**Given text:**

Originally published November 16 2009
Car parts made from hemp
by Paul Louis, staff writer
(Natural News) PSA, the French manufacturer for Peugeot and Citroen, has recently initiated its Green Materials Plan. This plan intends to increase car parts made from natural materials 600 percent by 2015. They are making a few parts now that are based on flax and hemp.
PSA's Green Materials Plan focuses on three areas: Biopolymers to replace plastics derived from oil; Natural fibers from flax and hemp mixed with other materials, such as wood chips; And recycled materials from shredded plastic bottles mixed with glass fibers.
The plastic interior door panels made by PSA are already 50 percent flax fibers pressed with wood chips. Other parts, including mirror and windshield wiper mountings, use hemp instead of glass fiber in their material mix.
Oil based plastics in cars make up to 20 percent of a car's weight on average. Of that 20 percent, only six percent is currently green or cellulose based. PSA's goal is to increase that six percent to 30 percent of the plastic used.
Hemp is legal in France, so further advances with hemp for car parts may unfold. Laurent Bechin, PSA's natural-fibers specialist, pointed out that the hemp used does not produce marijuana. "It would need about two tons of this material to produce one joint", he quipped.

**Source data:**
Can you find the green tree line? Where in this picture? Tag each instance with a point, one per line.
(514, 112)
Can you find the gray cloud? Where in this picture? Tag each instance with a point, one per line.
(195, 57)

**Exercise set:**
[A] In the article on hemp car parts, what share of PSA's plastic interior door panels is flax fibers?
[B] List the three areas that PSA's Green Materials Plan focuses on, according to the article on hemp car parts.

**Solved tasks:**
[A] 50 percent.

[B]
- Biopolymers to replace plastics derived from oil
- Natural fibers from flax and hemp mixed with other materials, such as wood chips
- Recycled materials from shredded plastic bottles mixed with glass fibers